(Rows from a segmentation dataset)
────────────────────

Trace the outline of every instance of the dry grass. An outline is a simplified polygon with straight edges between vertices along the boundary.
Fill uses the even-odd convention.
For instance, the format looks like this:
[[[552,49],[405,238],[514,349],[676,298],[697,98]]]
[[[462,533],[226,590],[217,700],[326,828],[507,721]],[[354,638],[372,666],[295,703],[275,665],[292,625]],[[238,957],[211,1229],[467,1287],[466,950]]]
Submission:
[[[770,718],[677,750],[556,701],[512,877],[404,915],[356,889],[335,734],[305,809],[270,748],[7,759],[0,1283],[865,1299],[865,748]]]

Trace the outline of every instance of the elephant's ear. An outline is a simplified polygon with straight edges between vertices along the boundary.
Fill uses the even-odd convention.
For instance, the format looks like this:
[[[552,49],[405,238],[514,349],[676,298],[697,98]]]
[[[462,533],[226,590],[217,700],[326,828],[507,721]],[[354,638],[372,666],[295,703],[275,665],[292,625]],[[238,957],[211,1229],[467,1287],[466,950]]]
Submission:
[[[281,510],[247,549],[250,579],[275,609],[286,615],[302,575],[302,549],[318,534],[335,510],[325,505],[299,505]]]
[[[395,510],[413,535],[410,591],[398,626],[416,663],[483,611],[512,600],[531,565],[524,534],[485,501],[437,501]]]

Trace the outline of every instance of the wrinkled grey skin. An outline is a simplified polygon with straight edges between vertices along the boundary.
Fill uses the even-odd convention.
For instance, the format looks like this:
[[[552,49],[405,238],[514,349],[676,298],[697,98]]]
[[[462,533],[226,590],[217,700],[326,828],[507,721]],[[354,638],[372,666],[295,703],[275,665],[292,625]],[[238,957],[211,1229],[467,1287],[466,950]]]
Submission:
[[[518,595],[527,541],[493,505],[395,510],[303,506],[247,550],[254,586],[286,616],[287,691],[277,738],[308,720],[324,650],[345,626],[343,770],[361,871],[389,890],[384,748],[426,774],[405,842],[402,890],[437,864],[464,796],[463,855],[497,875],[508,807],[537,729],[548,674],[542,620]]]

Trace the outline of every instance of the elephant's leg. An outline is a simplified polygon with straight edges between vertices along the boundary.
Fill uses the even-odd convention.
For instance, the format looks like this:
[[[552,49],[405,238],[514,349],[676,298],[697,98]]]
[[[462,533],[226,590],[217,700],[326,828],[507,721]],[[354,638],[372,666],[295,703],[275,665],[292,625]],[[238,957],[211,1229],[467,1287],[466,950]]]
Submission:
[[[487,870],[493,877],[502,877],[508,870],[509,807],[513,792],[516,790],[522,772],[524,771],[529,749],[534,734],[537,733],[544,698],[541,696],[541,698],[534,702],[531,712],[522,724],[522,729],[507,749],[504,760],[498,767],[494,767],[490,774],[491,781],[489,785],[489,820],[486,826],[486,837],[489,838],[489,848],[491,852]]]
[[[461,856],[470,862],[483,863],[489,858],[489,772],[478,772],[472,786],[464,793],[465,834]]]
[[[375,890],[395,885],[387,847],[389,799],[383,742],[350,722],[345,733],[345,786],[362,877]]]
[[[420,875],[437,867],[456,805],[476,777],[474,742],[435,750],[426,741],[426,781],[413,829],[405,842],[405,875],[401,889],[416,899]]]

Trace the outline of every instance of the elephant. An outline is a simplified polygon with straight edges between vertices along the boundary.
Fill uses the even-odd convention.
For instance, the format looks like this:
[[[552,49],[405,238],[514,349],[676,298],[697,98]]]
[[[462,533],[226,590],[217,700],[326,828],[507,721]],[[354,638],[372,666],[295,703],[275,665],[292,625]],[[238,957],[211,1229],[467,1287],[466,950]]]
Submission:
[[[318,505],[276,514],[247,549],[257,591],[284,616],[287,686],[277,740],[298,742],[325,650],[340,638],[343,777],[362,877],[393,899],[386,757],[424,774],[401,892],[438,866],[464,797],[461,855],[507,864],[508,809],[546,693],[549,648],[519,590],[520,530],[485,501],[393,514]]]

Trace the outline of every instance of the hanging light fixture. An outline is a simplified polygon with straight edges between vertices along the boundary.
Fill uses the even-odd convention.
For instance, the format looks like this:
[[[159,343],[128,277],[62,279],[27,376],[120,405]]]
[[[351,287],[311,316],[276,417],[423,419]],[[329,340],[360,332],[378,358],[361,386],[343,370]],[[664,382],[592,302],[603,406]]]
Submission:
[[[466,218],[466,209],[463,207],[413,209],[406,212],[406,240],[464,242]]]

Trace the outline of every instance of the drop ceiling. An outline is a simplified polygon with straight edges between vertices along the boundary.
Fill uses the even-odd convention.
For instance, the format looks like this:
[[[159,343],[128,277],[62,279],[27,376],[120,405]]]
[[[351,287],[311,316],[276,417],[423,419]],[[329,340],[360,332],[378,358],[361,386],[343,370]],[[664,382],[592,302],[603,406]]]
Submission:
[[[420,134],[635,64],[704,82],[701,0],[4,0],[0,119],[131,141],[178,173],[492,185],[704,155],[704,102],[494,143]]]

────────────────────

Objective.
Reproduce every line of the material above without any changes.

Exercise response.
Trace the outline of every instance of the dry grass. An outline is a simplified polygon with straight edges between vertices along the boundary.
Fill uses the even-odd convention.
For instance, the format looks like this:
[[[552,49],[405,238],[514,349],[676,298],[697,98]]]
[[[462,533],[226,590],[217,700],[326,828],[507,721]],[[354,638],[372,666],[295,703],[275,665],[292,625]],[[238,957],[211,1229],[467,1287],[466,950]]]
Submission:
[[[770,718],[677,750],[556,701],[512,877],[404,915],[356,889],[335,734],[305,809],[270,748],[7,759],[0,1283],[865,1299],[865,748]]]

Trace the outline of every instance of the elephant's ear. An outline is a simplified polygon with straight edges between vertices along the boundary.
Fill uses the even-odd convention.
For instance, the format looks like this:
[[[552,49],[405,238],[514,349],[676,298],[697,98]]]
[[[462,533],[226,590],[217,700],[326,828],[507,721]],[[354,638],[372,666],[295,703],[275,665],[292,625]],[[238,957],[211,1229],[467,1287],[466,950]]]
Submission:
[[[281,510],[247,549],[250,579],[275,609],[286,615],[302,575],[302,549],[318,534],[335,510],[325,505],[299,505]]]
[[[395,510],[413,535],[410,591],[398,626],[416,663],[483,611],[512,600],[531,565],[524,534],[485,501],[437,501]]]

Trace the outline of every instance of the wrinkled grey skin. An outline is a simplified polygon with straight edges between vertices along the boundary.
Fill uses the even-odd convention.
For instance, the format looks like this:
[[[552,49],[405,238],[514,349],[676,298],[697,98]]]
[[[462,533],[226,590],[217,700],[326,828],[507,721]],[[354,638],[372,666],[295,703],[275,665],[292,625]],[[238,957],[211,1229],[467,1287],[466,950]]]
Submission:
[[[518,595],[527,541],[493,505],[395,510],[303,506],[247,550],[254,586],[286,616],[287,691],[277,738],[308,720],[324,650],[345,626],[343,770],[361,871],[389,890],[384,748],[426,774],[405,842],[402,890],[437,864],[464,796],[463,855],[497,875],[508,807],[537,729],[548,674],[542,620]]]

Trace the outline of every instance of the elephant's leg. An outline is a simplified polygon with straight edges between vertices along the boundary.
Fill uses the even-odd convention.
For instance, the format looks like this:
[[[552,49],[405,238],[514,349],[676,298],[697,98]]]
[[[462,533],[226,590],[217,700],[326,828],[507,721]],[[354,638],[372,666],[295,703],[275,665],[292,625]],[[238,957],[211,1229],[467,1287],[466,950]]]
Submission:
[[[487,870],[493,877],[502,877],[508,870],[509,807],[513,792],[516,790],[522,772],[524,771],[529,749],[534,734],[537,733],[544,698],[541,696],[541,698],[534,702],[531,712],[522,724],[522,729],[507,749],[504,760],[498,767],[494,767],[490,774],[491,781],[489,785],[489,820],[486,826],[486,837],[489,838],[489,848],[491,852]]]
[[[461,856],[470,862],[483,863],[489,858],[489,772],[478,772],[472,786],[464,793],[465,834]]]
[[[375,890],[395,885],[387,847],[389,799],[383,742],[350,722],[345,733],[345,786],[362,877]]]
[[[420,875],[437,867],[456,805],[476,777],[474,742],[435,750],[426,741],[426,781],[413,829],[405,842],[405,875],[401,889],[416,899]]]

Trace the outline of every instance of the elephant. An outline is a simplified polygon with straight edges between vertices along the boundary.
Fill uses the even-odd convention.
For instance, the format looks like this:
[[[552,49],[405,238],[514,349],[676,298],[697,98]]]
[[[462,533],[226,590],[217,700],[326,828],[507,721]],[[354,638],[372,666],[295,703],[275,665],[292,625]],[[238,957],[211,1229],[467,1287],[466,950]]]
Submission:
[[[318,505],[276,514],[247,549],[257,591],[284,616],[287,686],[277,740],[298,742],[325,650],[340,638],[343,777],[362,877],[393,899],[386,757],[424,774],[401,892],[438,866],[464,797],[461,855],[507,864],[508,809],[546,693],[549,648],[519,590],[520,530],[485,501],[393,514]]]

Trace the outline of every instance of the hanging light fixture. An outline is a simplified polygon with straight edges between vertices along the boundary.
Fill uses the even-odd convention.
For instance, the format looks like this:
[[[159,343],[128,277],[62,279],[27,376],[120,405]]]
[[[351,287],[311,316],[276,417],[423,419]],[[329,340],[360,332],[378,358],[361,386],[343,370]],[[664,382],[592,302],[603,406]]]
Submission:
[[[466,218],[466,209],[463,207],[413,209],[406,212],[406,240],[464,242]]]

Trace the outline of every instance of the drop ceiling. An outline is a simplified polygon with straight edges between vertices along the boundary.
Fill uses the even-odd convention.
For instance, the format looks like this:
[[[159,343],[128,277],[62,279],[27,376],[120,405]]]
[[[351,287],[311,316],[276,417],[423,419]],[[329,340],[360,332],[378,358],[361,386],[343,370]],[[664,382],[592,302],[603,406]]]
Submission:
[[[420,134],[635,64],[704,82],[701,0],[4,0],[0,119],[131,141],[178,173],[492,185],[704,155],[704,102],[494,143]]]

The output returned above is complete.